- [A block of data]:

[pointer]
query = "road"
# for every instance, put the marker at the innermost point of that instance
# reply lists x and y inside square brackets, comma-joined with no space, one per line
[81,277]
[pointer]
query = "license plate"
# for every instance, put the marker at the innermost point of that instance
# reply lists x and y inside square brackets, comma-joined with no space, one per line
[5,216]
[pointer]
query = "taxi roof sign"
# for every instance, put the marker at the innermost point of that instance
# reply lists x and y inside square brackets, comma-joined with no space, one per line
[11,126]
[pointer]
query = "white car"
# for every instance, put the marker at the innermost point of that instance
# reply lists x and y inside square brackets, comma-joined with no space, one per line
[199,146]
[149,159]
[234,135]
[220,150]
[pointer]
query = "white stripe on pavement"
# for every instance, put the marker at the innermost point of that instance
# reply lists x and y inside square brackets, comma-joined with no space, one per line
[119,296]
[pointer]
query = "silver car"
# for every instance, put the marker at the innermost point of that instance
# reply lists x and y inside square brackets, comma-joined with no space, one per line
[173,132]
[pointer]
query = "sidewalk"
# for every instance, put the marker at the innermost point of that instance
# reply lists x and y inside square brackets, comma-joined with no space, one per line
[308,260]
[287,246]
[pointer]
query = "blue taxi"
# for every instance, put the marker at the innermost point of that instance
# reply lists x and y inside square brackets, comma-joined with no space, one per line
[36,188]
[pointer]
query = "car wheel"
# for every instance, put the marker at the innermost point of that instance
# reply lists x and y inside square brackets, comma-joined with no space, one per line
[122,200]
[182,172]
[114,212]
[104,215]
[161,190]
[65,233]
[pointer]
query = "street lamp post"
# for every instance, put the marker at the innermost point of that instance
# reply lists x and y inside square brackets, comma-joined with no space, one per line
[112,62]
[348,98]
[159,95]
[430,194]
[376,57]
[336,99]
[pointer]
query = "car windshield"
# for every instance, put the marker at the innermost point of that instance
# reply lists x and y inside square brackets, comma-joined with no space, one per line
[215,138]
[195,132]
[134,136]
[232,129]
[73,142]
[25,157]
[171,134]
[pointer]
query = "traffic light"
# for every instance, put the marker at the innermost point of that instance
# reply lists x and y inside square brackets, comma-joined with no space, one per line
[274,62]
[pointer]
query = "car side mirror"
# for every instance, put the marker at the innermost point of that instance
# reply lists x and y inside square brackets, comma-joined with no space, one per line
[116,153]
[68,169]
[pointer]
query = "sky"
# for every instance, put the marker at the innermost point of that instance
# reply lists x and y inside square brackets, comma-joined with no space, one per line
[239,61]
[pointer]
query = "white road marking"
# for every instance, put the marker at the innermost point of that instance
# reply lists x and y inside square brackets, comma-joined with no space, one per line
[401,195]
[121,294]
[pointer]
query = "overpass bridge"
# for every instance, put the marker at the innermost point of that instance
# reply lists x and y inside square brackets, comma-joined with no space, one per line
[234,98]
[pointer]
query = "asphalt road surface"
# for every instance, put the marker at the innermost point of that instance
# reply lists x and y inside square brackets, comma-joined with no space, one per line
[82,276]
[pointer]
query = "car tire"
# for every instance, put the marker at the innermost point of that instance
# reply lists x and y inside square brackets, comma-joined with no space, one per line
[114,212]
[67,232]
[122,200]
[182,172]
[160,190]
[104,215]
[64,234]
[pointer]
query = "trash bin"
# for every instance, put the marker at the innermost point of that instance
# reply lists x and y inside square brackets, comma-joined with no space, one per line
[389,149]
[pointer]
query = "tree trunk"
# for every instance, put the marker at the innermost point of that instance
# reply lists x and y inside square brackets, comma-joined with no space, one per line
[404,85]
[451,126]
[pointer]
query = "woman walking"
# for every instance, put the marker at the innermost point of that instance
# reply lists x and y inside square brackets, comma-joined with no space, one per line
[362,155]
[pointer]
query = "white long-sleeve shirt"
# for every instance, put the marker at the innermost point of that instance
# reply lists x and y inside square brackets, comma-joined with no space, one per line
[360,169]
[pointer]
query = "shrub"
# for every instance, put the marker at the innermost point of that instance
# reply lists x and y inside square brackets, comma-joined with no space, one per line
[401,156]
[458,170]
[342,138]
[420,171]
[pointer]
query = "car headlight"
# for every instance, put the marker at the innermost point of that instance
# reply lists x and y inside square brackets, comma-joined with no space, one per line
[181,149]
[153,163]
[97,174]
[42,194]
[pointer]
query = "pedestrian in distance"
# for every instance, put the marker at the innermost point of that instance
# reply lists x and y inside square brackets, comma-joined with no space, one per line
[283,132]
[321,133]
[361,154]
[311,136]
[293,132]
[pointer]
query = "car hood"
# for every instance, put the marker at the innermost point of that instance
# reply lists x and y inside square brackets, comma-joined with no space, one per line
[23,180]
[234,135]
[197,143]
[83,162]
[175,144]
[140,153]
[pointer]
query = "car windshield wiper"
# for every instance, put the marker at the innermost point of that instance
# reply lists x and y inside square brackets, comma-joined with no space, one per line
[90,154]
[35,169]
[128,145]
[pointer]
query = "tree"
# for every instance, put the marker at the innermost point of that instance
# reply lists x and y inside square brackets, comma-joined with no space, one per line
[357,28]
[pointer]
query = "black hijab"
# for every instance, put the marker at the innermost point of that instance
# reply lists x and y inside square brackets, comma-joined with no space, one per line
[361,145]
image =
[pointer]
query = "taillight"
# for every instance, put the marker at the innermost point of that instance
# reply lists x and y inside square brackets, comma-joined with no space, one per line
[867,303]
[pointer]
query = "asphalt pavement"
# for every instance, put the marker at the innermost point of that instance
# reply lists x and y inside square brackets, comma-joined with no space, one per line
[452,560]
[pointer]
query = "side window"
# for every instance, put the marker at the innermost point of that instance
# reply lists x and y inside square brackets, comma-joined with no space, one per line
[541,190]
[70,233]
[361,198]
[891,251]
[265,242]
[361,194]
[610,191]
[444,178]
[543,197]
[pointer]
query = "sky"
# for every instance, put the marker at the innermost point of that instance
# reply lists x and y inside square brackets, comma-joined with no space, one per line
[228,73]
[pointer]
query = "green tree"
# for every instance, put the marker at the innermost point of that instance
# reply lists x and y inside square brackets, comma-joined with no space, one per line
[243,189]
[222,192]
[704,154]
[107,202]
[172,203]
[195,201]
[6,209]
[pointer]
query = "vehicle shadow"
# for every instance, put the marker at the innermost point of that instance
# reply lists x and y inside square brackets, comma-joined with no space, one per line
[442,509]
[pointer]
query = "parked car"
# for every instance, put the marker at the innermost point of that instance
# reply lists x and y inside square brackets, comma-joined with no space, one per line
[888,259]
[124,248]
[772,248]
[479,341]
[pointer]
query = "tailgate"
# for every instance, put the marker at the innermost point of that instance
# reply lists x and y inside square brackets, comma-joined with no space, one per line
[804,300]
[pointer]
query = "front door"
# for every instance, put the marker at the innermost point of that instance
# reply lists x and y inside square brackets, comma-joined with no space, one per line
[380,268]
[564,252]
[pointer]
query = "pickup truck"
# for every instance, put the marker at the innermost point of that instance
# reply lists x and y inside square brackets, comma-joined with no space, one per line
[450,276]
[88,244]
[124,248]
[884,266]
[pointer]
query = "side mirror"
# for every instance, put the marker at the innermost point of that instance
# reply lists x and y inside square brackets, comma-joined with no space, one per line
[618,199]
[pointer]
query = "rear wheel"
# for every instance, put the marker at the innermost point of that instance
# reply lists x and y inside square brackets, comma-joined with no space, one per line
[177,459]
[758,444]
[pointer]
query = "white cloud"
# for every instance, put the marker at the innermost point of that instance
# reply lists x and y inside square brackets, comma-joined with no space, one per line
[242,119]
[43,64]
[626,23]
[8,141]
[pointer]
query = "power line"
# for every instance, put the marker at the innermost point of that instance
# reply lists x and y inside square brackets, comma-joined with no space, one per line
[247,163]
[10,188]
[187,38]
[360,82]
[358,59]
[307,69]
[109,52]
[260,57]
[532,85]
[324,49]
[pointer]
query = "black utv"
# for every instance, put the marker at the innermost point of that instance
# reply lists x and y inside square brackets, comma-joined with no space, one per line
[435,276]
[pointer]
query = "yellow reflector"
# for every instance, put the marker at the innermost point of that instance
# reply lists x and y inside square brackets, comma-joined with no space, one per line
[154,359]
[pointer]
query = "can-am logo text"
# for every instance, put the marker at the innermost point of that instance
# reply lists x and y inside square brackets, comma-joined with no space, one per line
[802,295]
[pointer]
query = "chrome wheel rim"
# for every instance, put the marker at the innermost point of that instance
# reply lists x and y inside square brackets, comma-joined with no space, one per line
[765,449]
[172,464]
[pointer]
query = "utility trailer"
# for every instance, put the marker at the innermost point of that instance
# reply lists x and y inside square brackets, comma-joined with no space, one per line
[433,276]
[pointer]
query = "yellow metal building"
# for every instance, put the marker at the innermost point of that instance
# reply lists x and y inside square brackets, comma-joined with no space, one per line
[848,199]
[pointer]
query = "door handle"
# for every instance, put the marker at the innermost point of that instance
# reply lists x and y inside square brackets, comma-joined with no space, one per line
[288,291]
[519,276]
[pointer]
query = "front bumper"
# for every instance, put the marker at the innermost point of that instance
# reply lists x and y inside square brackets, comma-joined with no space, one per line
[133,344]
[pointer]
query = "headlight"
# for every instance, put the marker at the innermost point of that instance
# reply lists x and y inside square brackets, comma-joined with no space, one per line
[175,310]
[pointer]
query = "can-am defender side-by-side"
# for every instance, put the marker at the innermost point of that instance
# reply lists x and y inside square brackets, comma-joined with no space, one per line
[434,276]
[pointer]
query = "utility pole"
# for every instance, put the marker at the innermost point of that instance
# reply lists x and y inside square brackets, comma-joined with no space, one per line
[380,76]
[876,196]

- [The problem]: Extract every line of the listing that contains the word "asphalt".

- [Full solution]:
query = "asphalt road surface"
query = "asphalt pavement"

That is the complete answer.